What is needed: Here is a listing. Reproduce it exactly.

Data for review:
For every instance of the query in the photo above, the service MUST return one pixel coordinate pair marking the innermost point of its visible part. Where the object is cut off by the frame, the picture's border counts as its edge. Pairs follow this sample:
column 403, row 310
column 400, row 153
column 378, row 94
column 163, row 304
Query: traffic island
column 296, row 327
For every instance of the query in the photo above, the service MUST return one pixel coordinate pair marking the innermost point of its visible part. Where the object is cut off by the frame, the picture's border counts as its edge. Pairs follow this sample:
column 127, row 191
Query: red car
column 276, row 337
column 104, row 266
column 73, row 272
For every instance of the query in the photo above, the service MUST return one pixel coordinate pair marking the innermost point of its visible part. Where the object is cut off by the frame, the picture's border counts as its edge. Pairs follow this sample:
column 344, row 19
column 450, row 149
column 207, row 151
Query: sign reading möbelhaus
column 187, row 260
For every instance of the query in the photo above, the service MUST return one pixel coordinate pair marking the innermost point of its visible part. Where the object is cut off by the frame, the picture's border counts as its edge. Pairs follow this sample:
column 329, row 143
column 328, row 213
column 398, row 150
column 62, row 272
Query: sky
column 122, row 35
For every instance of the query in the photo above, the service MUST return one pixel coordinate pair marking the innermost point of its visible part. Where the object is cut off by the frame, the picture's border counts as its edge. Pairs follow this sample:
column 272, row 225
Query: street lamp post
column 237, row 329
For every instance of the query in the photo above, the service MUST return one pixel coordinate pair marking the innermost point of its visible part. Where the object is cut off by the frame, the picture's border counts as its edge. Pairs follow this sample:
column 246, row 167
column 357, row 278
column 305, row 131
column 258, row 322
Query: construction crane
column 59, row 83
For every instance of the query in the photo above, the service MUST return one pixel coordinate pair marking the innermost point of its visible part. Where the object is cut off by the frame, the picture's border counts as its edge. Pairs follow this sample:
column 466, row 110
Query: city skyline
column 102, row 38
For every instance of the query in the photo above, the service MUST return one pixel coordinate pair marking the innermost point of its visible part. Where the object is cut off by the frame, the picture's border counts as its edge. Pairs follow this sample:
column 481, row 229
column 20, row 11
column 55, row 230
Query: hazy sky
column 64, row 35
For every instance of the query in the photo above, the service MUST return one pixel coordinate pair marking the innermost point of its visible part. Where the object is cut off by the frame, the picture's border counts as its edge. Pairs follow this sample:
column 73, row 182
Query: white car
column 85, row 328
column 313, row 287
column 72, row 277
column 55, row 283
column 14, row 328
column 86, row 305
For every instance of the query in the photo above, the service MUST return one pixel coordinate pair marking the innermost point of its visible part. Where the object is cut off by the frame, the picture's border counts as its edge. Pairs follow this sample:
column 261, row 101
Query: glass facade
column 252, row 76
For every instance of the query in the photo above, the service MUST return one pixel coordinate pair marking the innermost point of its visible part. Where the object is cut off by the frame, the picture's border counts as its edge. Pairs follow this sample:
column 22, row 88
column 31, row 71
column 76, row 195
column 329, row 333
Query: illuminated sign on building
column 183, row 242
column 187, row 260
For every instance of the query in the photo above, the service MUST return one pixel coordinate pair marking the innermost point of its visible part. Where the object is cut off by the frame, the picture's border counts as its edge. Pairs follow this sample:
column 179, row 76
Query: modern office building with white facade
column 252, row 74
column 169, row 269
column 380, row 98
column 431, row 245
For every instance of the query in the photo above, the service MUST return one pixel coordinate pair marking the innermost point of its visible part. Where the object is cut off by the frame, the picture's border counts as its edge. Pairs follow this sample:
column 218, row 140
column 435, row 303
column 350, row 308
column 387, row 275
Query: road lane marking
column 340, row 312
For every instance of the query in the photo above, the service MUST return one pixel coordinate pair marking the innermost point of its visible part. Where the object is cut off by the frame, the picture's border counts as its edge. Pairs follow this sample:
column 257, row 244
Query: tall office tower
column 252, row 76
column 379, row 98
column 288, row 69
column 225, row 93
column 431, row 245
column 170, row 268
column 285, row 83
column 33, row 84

Expected answer:
For every instance of the query in the photo above, the service MUST return one pixel coordinate pair marking the innermost point of its visible part. Where the object is cut off by the frame, the picture's border counts as its edge. Pairs follow this sample:
column 403, row 310
column 400, row 153
column 378, row 94
column 163, row 304
Query: traffic island
column 296, row 327
For every instance of the query in the photo above, the service MUST return one pixel coordinate pair marking the innermost point of its visible part. Where the object is cut off by the frame, the picture's border counts as its edge. Pairs follow this sample:
column 127, row 191
Query: red car
column 276, row 337
column 104, row 266
column 73, row 272
For every instance of the query in the photo above, the service MUST return one pixel coordinate pair marking the innermost point of its visible part. Where the object is cut off by the frame, the picture's border counts as its edge. Pairs follow this sample:
column 344, row 19
column 450, row 149
column 207, row 151
Query: sign reading möbelhaus
column 187, row 260
For every instance of the query in the photo above, the service MUST return one pixel coordinate pair marking the innermost point of its visible part. Where the object is cut off by the frame, the picture's border counts as its edge. Pairs follow this sample:
column 329, row 143
column 328, row 213
column 398, row 150
column 62, row 272
Query: sky
column 122, row 35
For every instance of the query in the photo above, the service MUST return one pixel coordinate pair marking the innermost point of its visible part. Where the object is cut off by the frame, the picture's border counts as its edge. Pairs follow this sample:
column 272, row 225
Query: street lamp post
column 237, row 329
For every instance of the query in the photo above, the service MUST return one pixel coordinate pair marking the innermost point of its visible part. Where the object is cut off by the frame, the picture's border counts as its edge. Pairs follow this sample:
column 246, row 167
column 357, row 278
column 305, row 131
column 258, row 322
Query: construction crane
column 59, row 83
For every instance of the query in the photo above, the service MUST return one pixel coordinate pair marking the innermost point of its visible part. Where the object is cut off by the frame, the picture's border counts as its edge. Pairs follow this sample:
column 466, row 110
Query: city skyline
column 102, row 38
For every instance of the query in the photo above, the service MUST return one pixel coordinate pair marking the innermost point of its visible part. Where the object is cut off by the frame, the picture's border counts as its edge. Pairs follow this sample:
column 481, row 229
column 20, row 11
column 55, row 230
Query: hazy sky
column 64, row 35
For every instance of the query in the photo above, the service MUST return one pixel coordinate pair marking the innermost point of its visible part. Where the object is cut off by the frame, the picture's border counts as its edge. Pairs follow this sample:
column 73, row 182
Query: white car
column 85, row 328
column 313, row 287
column 72, row 277
column 55, row 283
column 14, row 328
column 86, row 305
For every instance of the query in the photo above, the service MUST return one pixel coordinate pair marking the innermost point of its visible part. Where the object is cut off by the frame, the picture's border counts as its edge. Pairs follow this sample:
column 261, row 101
Query: glass facade
column 252, row 76
For every instance of the query in the photo above, the service MUST return one pixel coordinate pair marking the innermost point of its visible part. Where the object is cut off by the frame, the picture's border counts as its edge. Pairs follow this sample:
column 22, row 88
column 31, row 71
column 76, row 195
column 329, row 333
Query: illuminated sign on building
column 183, row 242
column 187, row 260
For every instance of the query in the photo above, the service MUST return one pixel coordinate pair marking the innermost point of its visible part. Where the object is cut off by the frame, the picture's border counts as its edge. Pairs follow this sample:
column 179, row 76
Query: modern office building with white facade
column 252, row 74
column 169, row 269
column 380, row 98
column 431, row 245
For every instance of the query in the photo above, the service MUST return one pixel coordinate pair marking the innermost point of its visible part. Where the object is cut off by the frame, the picture's border counts as its edge. Pairs follow this sample:
column 218, row 140
column 435, row 303
column 350, row 308
column 387, row 275
Query: road lane marking
column 340, row 312
For every instance of the query in the photo above, the service MUST return one pixel coordinate pair marking the innermost point of its visible part. Where the object is cut off by the frame, the picture's border counts as its edge. Pairs follow this sample:
column 257, row 244
Query: tall office tower
column 252, row 76
column 379, row 98
column 288, row 69
column 225, row 93
column 431, row 245
column 170, row 268
column 285, row 83
column 33, row 84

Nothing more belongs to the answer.